Problem description → Without skipping or changing anything, print all the entries.

Natural-language object grounding data
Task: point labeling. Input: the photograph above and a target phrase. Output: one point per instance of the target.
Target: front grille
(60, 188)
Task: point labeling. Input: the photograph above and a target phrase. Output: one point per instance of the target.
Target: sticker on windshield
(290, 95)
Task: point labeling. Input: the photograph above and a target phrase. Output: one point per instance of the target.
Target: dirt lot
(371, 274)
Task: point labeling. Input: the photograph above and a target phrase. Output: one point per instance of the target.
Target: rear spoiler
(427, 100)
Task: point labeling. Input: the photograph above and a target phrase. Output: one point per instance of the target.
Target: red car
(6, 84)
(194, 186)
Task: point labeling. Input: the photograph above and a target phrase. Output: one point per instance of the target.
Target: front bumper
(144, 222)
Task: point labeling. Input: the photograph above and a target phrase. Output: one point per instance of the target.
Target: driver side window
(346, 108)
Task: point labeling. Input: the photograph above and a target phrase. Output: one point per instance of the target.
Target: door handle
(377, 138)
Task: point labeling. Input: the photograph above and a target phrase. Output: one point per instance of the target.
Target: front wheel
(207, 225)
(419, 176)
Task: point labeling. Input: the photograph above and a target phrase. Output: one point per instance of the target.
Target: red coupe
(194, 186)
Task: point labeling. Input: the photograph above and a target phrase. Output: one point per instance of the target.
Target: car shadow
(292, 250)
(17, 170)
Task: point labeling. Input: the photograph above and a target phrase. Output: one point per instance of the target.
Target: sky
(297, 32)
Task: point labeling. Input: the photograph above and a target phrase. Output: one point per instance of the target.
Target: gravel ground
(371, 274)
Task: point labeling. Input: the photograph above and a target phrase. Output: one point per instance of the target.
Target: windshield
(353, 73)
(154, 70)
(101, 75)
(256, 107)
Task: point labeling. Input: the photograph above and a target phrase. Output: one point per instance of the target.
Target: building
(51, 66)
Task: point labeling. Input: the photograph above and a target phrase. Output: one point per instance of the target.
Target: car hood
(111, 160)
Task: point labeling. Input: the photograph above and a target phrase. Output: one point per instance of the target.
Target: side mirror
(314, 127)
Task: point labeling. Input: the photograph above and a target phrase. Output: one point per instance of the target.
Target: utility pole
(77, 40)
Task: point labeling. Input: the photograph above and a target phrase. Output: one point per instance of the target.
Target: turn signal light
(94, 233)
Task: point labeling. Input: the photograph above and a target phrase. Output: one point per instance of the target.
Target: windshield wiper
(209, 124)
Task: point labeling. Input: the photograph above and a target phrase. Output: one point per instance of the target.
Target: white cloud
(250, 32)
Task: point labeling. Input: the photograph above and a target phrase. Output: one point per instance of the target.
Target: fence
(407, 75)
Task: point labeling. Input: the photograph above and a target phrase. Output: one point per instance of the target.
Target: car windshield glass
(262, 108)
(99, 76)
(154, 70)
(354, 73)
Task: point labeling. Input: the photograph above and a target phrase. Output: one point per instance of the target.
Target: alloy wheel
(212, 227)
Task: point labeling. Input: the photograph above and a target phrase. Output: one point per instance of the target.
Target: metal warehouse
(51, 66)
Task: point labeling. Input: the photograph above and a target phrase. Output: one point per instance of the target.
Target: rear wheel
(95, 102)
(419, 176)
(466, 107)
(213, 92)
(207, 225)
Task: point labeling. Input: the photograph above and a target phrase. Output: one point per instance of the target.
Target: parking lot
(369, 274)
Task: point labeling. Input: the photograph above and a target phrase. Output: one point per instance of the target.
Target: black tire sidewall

Exercise solution →
Task: point labeling. Input: the photograph above and a target phrase. Output: one point per instance of the target.
Target: front grille
(60, 188)
Task: point labeling. Input: the photograph above and a target phrase. Output: one point per instance of the target.
Target: sticker on windshield
(290, 95)
Task: point labeling. Input: the photograph above and a target phrase. Output: one point per instance of the target.
Target: dirt lot
(371, 274)
Task: point labeling. Input: the photograph above and a target phrase. Output: one point per instance of the target.
Target: rear spoiler
(427, 100)
Task: point labeling. Input: the photograph above and a target phrase. Output: one point per instance of the target.
Target: red car
(6, 84)
(194, 186)
Task: point labeling. Input: the photograph above and a target phrase. Output: one point per instance of the target.
Target: front bumper
(144, 222)
Task: point labeling. Input: the photograph above and a target phrase. Output: one point per instance of the target.
Target: driver side window
(346, 108)
Task: point labeling. Input: the photograph above and a target phrase. Output: one point per instance of the target.
Target: door handle
(377, 138)
Task: point labeling. Input: the photograph above and a target phrase. Output: one point per instance of the target.
Target: front wheel
(207, 225)
(419, 176)
Task: point labeling. Input: the photograph above and a target phrase. Output: one point per instance of the target.
Target: red coupe
(194, 186)
Task: point labeling. Input: the photograph above and a target phrase. Output: one point per instance of the target.
Target: car shadow
(292, 250)
(17, 170)
Task: point labeling. Input: the photograph above and a target phrase. Output: one point per instance of the target.
Target: sky
(297, 32)
Task: point labeling. Input: the photograph above and a target phrase. Output: one point per instance of the target.
Target: gravel ground
(371, 274)
Task: point labeling. Input: the photograph above and a target phrase. Output: one point per instance of the target.
Target: windshield
(353, 73)
(154, 70)
(101, 75)
(256, 107)
Task: point labeling. Input: the photograph above and a target phrase. Output: one point per instance of the target.
Target: building
(51, 66)
Task: point labeling. Input: the photograph above and a target phrase. Output: one point per instance of the target.
Target: car hood
(111, 160)
Task: point labeling. Input: the photograph above and a target phrase. Output: one point per instance of the target.
Target: side mirror
(314, 127)
Task: point labeling. Input: the photograph above and a target phrase. Output: one point per instance of the target.
Target: utility pole
(77, 40)
Task: point labeling. Input: the photograph above and a target phrase. Output: one point per instance of the target.
Target: turn signal light
(94, 233)
Task: point labeling. Input: the photograph above and a target phrase. Output: one point per instance of the target.
Target: windshield wiper
(209, 124)
Task: point labeling. Input: the photograph above and a target phrase. Output: one point per instance of the target.
Target: white cloud
(250, 32)
Task: point labeling. Input: the photograph above and a target phrase. Output: one point per instance of the target.
Target: fence
(407, 75)
Task: point labeling. Input: the photograph above and a target phrase. Output: one point per instance of the target.
Target: car windshield glass
(262, 108)
(99, 76)
(154, 70)
(354, 73)
Task: point labeling. Input: the photograph above and a target phrase. Output: one point per instance of the target.
Target: alloy wheel
(212, 227)
Task: point labeling. Input: the photograph above and a target phrase. Output: one point per instance of the target.
Target: metal warehouse
(51, 66)
Task: point labeling. Input: the photograph above and a target phrase. Output: one point per instance of the target.
Target: rear wheel
(95, 102)
(419, 176)
(466, 107)
(213, 92)
(207, 225)
Task: point labeling. Input: the photograph above and a target phrase. Output: one point per instance of the target.
Target: parking lot
(369, 274)
Task: point labeling. Input: the photograph above and a target phrase. Output: one point per instance of the target.
Target: black tire sidewall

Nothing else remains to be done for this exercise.